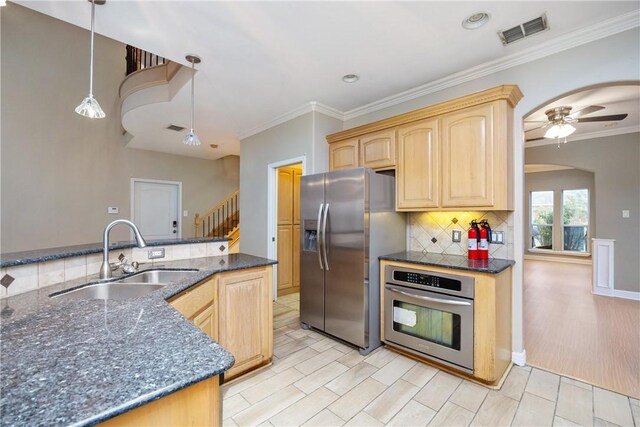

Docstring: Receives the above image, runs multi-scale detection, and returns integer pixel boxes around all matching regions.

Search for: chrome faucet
[100,219,147,279]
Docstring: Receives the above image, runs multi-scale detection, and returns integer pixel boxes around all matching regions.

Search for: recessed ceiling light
[462,12,489,30]
[342,74,360,83]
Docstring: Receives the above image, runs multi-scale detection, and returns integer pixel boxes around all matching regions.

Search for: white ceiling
[524,85,640,147]
[17,0,639,158]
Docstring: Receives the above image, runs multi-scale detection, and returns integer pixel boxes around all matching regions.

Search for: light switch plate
[491,231,504,245]
[149,248,164,259]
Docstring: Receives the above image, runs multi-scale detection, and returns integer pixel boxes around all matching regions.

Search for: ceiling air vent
[498,14,549,46]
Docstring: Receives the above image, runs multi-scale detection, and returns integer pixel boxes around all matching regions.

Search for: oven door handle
[386,286,471,306]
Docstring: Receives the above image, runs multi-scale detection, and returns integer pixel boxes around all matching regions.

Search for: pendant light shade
[76,0,105,119]
[182,55,200,145]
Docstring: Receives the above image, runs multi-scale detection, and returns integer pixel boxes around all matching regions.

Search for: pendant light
[182,55,200,145]
[76,0,105,119]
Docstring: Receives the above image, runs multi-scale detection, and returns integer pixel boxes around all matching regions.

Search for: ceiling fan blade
[525,122,548,132]
[569,105,604,119]
[578,114,628,123]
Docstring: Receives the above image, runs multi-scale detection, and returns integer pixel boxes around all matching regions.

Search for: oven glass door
[393,300,461,350]
[384,284,473,370]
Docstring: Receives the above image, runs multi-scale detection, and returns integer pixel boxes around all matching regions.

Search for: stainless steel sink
[49,270,198,300]
[114,270,198,283]
[50,282,167,300]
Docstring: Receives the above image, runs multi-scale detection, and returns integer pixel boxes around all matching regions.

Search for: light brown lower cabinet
[100,376,222,427]
[380,261,511,384]
[218,266,273,381]
[100,266,273,427]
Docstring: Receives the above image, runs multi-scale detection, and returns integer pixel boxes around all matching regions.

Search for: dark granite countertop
[380,251,515,274]
[0,254,275,426]
[0,237,229,268]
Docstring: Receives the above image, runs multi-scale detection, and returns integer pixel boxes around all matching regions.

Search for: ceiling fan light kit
[526,105,627,148]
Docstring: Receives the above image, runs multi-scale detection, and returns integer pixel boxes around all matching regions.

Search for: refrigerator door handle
[316,203,324,270]
[322,203,329,271]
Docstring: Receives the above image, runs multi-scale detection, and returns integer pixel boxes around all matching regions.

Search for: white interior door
[132,181,181,240]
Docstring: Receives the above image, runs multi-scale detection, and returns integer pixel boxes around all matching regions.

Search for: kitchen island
[0,254,275,425]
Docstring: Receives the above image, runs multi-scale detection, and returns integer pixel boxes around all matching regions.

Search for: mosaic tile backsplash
[408,211,514,259]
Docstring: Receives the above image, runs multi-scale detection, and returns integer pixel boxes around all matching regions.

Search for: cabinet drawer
[170,279,216,319]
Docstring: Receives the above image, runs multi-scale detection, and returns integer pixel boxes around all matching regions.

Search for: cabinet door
[292,225,300,286]
[293,169,302,224]
[396,119,440,210]
[360,129,396,169]
[278,168,293,225]
[218,267,273,379]
[442,102,498,208]
[193,303,218,341]
[329,139,360,171]
[278,225,293,289]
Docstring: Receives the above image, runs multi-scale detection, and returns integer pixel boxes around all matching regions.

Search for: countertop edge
[0,257,277,426]
[379,254,516,274]
[71,370,224,427]
[0,237,231,268]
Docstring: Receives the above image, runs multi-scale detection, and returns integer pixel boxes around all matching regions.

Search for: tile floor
[222,294,640,427]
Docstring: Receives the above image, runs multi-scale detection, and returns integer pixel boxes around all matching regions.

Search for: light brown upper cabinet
[327,85,522,211]
[441,101,507,208]
[396,119,440,210]
[329,139,360,171]
[360,129,396,169]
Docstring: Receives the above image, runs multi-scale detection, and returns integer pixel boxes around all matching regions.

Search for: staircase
[194,191,240,252]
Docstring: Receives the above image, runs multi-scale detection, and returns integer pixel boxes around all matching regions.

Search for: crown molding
[238,101,344,140]
[524,125,640,148]
[344,10,640,121]
[239,10,640,140]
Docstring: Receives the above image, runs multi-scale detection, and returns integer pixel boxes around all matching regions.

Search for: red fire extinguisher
[478,219,491,259]
[467,219,480,259]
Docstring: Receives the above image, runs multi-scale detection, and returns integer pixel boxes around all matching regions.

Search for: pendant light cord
[89,0,96,98]
[191,60,196,132]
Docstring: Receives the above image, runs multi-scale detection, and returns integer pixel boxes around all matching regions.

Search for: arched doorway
[523,82,640,396]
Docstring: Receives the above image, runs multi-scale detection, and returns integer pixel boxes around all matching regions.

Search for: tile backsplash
[408,211,514,259]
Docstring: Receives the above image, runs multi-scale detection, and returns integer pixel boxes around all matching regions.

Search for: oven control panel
[385,265,475,299]
[393,270,462,291]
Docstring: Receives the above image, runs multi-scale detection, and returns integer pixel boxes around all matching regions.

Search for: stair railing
[194,191,240,237]
[126,45,168,76]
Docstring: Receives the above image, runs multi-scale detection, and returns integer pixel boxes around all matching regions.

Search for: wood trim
[327,84,523,144]
[99,376,222,427]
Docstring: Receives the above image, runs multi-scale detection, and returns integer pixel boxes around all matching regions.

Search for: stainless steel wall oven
[384,266,475,373]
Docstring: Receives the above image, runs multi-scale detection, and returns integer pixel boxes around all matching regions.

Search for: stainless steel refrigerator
[300,168,406,354]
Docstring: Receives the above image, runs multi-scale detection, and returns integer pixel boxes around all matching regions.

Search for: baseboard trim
[524,255,592,265]
[511,350,527,366]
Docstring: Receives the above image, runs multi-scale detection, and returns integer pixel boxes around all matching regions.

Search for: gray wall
[240,28,640,352]
[0,3,239,253]
[525,133,640,292]
[524,170,597,256]
[240,112,342,257]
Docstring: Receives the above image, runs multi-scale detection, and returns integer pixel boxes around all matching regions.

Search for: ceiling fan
[525,105,628,147]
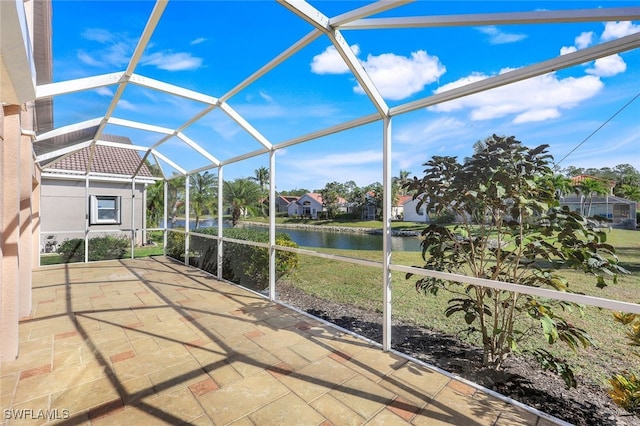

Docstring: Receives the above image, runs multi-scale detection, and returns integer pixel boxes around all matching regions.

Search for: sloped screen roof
[34,0,640,188]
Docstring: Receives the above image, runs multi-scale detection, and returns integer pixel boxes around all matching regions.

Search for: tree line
[147,156,640,227]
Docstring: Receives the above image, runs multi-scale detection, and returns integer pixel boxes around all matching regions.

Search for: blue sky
[53,0,640,190]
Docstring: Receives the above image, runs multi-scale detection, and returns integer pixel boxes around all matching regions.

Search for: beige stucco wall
[39,177,145,250]
[0,105,37,363]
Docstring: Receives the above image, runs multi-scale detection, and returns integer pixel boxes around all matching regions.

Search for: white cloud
[560,46,578,55]
[311,44,360,74]
[311,45,446,100]
[575,31,594,49]
[96,87,113,96]
[82,28,115,44]
[118,99,138,111]
[77,50,103,67]
[77,28,205,71]
[142,52,202,71]
[430,70,604,123]
[354,50,446,100]
[600,21,640,41]
[477,25,527,44]
[189,37,207,46]
[259,90,273,103]
[278,150,382,190]
[587,54,627,77]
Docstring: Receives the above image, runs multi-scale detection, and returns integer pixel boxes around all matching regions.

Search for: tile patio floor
[0,257,564,426]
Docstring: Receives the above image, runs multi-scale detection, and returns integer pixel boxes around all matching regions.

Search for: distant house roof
[396,195,413,206]
[571,175,616,188]
[49,135,153,177]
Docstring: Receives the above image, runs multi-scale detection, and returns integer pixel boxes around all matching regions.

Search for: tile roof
[51,135,153,177]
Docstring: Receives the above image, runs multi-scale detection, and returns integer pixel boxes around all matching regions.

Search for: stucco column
[18,103,34,318]
[0,105,21,363]
[31,169,42,267]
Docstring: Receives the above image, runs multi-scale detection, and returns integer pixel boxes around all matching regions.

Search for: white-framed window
[89,195,122,225]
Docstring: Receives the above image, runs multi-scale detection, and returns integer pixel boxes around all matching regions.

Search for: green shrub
[183,228,298,291]
[58,235,130,263]
[166,232,185,260]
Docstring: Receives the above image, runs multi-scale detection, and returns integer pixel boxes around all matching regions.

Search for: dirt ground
[278,283,640,426]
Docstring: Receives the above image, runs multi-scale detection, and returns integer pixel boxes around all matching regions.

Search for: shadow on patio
[0,257,552,425]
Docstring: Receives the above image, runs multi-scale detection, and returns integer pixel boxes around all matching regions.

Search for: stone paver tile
[91,406,160,426]
[227,351,280,377]
[346,348,407,382]
[7,395,53,426]
[51,377,122,414]
[330,375,396,419]
[129,336,160,355]
[271,348,310,371]
[189,378,220,397]
[310,394,365,426]
[367,408,420,426]
[20,364,51,380]
[13,333,52,354]
[380,363,451,405]
[187,341,230,366]
[249,393,324,425]
[119,376,157,405]
[387,396,422,422]
[326,333,372,356]
[413,387,500,426]
[113,345,192,380]
[0,349,51,376]
[138,388,204,424]
[14,365,105,403]
[280,358,355,402]
[149,359,208,394]
[203,362,243,387]
[219,335,262,355]
[198,372,288,424]
[289,339,331,362]
[53,348,82,369]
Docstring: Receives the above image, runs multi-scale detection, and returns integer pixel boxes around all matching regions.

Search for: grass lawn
[283,229,640,383]
[239,217,424,231]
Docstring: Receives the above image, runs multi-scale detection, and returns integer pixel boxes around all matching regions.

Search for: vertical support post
[84,175,91,263]
[162,179,169,256]
[269,150,277,301]
[140,183,148,245]
[184,173,191,266]
[216,166,224,280]
[382,117,393,351]
[131,178,136,259]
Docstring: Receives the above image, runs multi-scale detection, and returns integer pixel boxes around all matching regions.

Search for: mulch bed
[278,282,640,426]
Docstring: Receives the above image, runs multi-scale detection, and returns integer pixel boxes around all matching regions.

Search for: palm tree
[391,170,411,195]
[167,176,186,228]
[550,174,579,198]
[249,166,269,192]
[189,171,217,229]
[249,166,269,216]
[577,178,609,217]
[224,179,261,226]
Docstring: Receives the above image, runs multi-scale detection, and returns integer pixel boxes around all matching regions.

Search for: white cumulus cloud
[354,50,446,100]
[311,45,446,100]
[477,25,527,44]
[587,54,627,77]
[142,52,202,71]
[600,21,640,41]
[430,70,604,123]
[311,44,360,74]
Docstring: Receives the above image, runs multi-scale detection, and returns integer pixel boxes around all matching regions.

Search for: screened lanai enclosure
[7,0,640,422]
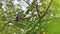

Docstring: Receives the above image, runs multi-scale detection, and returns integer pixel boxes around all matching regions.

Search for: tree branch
[40,0,53,20]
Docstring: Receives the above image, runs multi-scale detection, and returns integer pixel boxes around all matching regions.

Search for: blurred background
[0,0,60,34]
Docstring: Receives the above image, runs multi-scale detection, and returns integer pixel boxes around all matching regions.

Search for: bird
[16,10,24,21]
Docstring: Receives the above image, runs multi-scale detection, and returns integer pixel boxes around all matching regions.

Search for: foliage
[0,0,60,34]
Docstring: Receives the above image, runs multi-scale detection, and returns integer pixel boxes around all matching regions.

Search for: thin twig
[40,0,53,20]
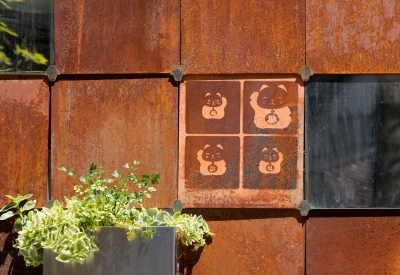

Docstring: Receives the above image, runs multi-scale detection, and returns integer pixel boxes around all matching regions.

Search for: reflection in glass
[0,0,53,72]
[305,76,400,208]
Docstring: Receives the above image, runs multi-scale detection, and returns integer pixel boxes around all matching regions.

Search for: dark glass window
[0,0,53,73]
[305,75,400,208]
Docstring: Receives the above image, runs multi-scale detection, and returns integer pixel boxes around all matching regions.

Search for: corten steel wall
[0,0,400,275]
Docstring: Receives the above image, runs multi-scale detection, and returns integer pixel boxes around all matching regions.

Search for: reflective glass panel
[305,75,400,208]
[0,0,53,73]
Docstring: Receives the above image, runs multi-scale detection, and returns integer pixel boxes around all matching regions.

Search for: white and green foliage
[0,161,211,266]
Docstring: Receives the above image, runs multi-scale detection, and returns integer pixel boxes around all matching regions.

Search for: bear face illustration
[258,148,283,174]
[250,85,292,129]
[197,144,226,176]
[202,93,227,119]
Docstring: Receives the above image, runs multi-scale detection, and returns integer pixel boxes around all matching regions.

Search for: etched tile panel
[178,78,304,208]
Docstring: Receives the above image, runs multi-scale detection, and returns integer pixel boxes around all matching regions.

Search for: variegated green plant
[0,161,211,266]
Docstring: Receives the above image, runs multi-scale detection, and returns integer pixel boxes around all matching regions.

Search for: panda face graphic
[258,148,283,174]
[197,144,226,176]
[250,85,292,129]
[202,93,227,119]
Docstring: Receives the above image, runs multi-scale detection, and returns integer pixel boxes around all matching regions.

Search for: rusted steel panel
[51,78,178,207]
[306,216,400,275]
[306,0,400,74]
[181,0,305,74]
[0,78,50,209]
[179,209,304,275]
[178,77,304,208]
[54,0,180,74]
[0,220,43,275]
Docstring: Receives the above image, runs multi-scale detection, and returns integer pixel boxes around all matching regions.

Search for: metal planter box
[43,226,176,275]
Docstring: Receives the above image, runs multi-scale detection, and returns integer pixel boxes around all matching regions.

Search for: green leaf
[56,255,72,263]
[22,200,36,211]
[28,247,38,258]
[0,211,17,221]
[112,170,122,179]
[0,202,17,213]
[14,218,22,230]
[68,170,75,177]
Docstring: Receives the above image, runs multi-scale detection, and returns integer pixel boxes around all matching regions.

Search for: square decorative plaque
[305,75,400,208]
[178,78,304,208]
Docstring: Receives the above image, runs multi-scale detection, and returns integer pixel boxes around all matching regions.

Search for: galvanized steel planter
[43,226,176,275]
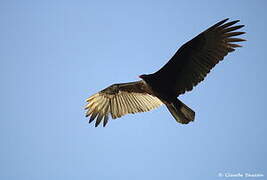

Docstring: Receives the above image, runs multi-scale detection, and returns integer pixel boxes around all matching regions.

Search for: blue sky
[0,0,267,180]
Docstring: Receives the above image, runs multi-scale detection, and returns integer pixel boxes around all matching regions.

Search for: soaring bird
[85,18,245,127]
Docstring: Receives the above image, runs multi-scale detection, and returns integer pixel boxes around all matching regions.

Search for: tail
[166,99,195,124]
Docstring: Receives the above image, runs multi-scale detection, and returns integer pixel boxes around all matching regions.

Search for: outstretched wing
[155,19,245,96]
[85,81,162,127]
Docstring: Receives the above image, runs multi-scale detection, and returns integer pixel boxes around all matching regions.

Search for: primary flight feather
[85,19,245,127]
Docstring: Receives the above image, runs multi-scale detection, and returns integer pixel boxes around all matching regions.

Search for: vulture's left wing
[155,19,245,96]
[85,81,162,126]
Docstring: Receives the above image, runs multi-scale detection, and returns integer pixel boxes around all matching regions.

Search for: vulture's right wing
[85,81,162,126]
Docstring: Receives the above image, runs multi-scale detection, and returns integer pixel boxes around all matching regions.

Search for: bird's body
[85,19,244,126]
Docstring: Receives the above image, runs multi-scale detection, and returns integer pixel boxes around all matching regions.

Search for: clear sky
[0,0,267,180]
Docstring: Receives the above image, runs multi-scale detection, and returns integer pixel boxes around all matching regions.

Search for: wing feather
[153,19,245,96]
[85,81,163,127]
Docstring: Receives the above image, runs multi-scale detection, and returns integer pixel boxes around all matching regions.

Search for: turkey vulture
[85,18,245,127]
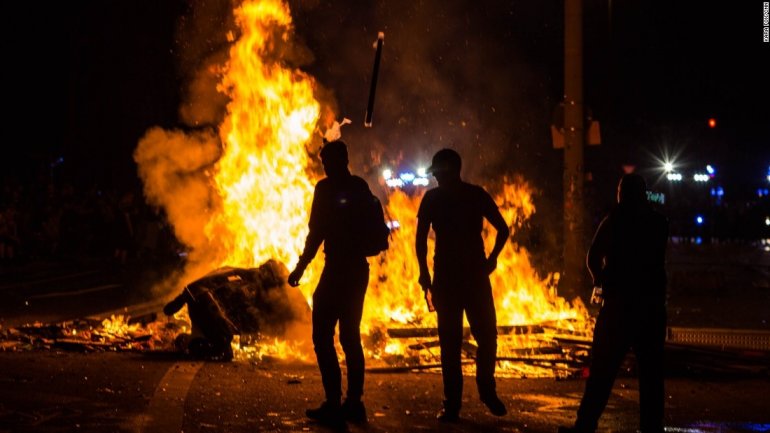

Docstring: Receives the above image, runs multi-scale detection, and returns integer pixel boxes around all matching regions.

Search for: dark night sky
[2,0,770,208]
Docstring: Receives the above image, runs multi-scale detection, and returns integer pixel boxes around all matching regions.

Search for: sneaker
[305,400,345,427]
[436,408,460,422]
[342,399,367,424]
[481,394,508,416]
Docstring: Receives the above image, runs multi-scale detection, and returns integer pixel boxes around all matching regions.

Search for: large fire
[132,0,590,370]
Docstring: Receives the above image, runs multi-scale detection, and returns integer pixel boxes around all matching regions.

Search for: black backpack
[356,194,390,257]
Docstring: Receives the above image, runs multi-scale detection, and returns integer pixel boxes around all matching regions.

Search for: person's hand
[423,289,436,313]
[287,268,305,287]
[484,256,497,275]
[417,271,432,291]
[417,271,436,313]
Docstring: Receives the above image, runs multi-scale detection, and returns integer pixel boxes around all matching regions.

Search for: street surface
[0,243,770,433]
[0,351,770,433]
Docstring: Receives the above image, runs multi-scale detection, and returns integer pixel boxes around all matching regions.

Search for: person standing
[415,149,510,422]
[288,140,373,427]
[558,174,668,433]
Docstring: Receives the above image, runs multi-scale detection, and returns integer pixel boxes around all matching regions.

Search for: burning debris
[163,260,310,360]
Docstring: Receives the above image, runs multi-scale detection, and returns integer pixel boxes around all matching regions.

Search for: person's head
[321,140,348,177]
[618,173,647,205]
[427,149,462,185]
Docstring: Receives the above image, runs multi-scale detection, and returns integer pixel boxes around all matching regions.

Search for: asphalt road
[0,247,770,433]
[0,350,770,433]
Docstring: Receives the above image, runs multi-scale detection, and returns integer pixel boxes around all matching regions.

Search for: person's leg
[575,306,629,432]
[337,264,369,401]
[465,284,507,416]
[312,269,342,405]
[434,293,463,418]
[634,311,666,433]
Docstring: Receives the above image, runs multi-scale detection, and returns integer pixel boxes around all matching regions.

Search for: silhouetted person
[288,141,372,427]
[415,149,509,422]
[559,174,668,433]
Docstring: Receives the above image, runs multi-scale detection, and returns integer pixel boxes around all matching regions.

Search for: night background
[2,0,770,262]
[0,0,770,433]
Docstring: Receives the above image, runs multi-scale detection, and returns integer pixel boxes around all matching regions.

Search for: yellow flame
[206,1,320,267]
[132,0,590,369]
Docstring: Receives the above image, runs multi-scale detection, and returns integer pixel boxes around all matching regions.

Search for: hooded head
[427,149,462,185]
[321,140,349,177]
[618,173,647,206]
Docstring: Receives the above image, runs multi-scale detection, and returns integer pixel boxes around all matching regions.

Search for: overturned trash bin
[163,260,311,361]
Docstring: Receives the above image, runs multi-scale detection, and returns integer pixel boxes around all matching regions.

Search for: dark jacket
[299,175,372,265]
[587,203,668,305]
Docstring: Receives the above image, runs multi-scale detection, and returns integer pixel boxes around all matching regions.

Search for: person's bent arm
[484,197,511,274]
[414,218,431,290]
[288,188,324,287]
[586,218,610,287]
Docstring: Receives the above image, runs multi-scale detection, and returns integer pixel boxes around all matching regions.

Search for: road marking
[137,362,204,433]
[27,284,122,299]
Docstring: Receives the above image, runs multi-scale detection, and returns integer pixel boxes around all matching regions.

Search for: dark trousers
[575,301,666,433]
[313,258,369,402]
[432,271,497,410]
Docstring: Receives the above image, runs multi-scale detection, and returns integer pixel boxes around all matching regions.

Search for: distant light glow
[398,171,416,183]
[385,178,404,188]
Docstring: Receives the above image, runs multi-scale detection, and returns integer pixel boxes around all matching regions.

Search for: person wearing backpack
[288,140,387,427]
[415,149,510,422]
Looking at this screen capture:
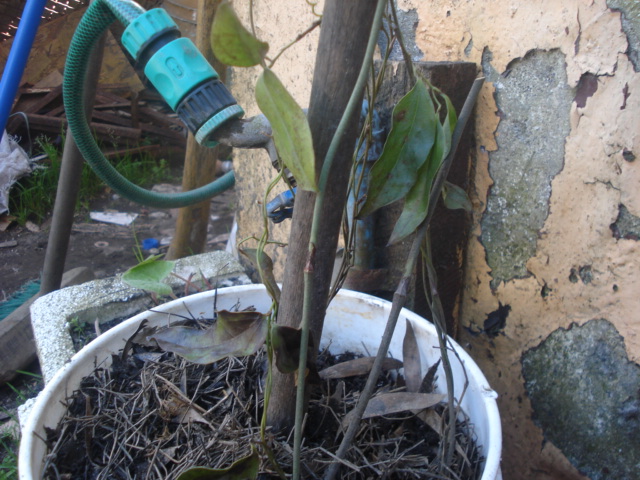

::::

What is being asked
Rewrite the items above from their beginning through the line containing "[498,14,549,46]", inclusive, replacing "Search for" with "Locate" and keeping everything else the same. Leave the pictures out.

Task output
Docstring: Receives the above image, runs multi-scale detection, and returns integer pixel boxes around all matching regions.

Locate: chrome faucet
[100,219,147,279]
Docstring: Receives the above image, runs multi-scale detection, and returns integer pixel boxes around all matching regions.

Locate: recessed ceiling light
[462,12,489,30]
[342,74,360,83]
Docstring: Receives the above image, runs multi-scale detection, and returns integer pixel boxes around all matching regions.

Locate: white ceiling
[524,85,640,147]
[17,0,639,158]
Docstring: Receives the above image, runs multi-scale detection, and returns integer pixel boxes around all matching regions.

Locate: light switch plate
[491,231,504,245]
[149,248,164,259]
Docstring: Receives the above image, runs multi-scale detection, and returns integer pixel boxes around all matching regions.

Locate: ceiling air vent
[498,14,549,46]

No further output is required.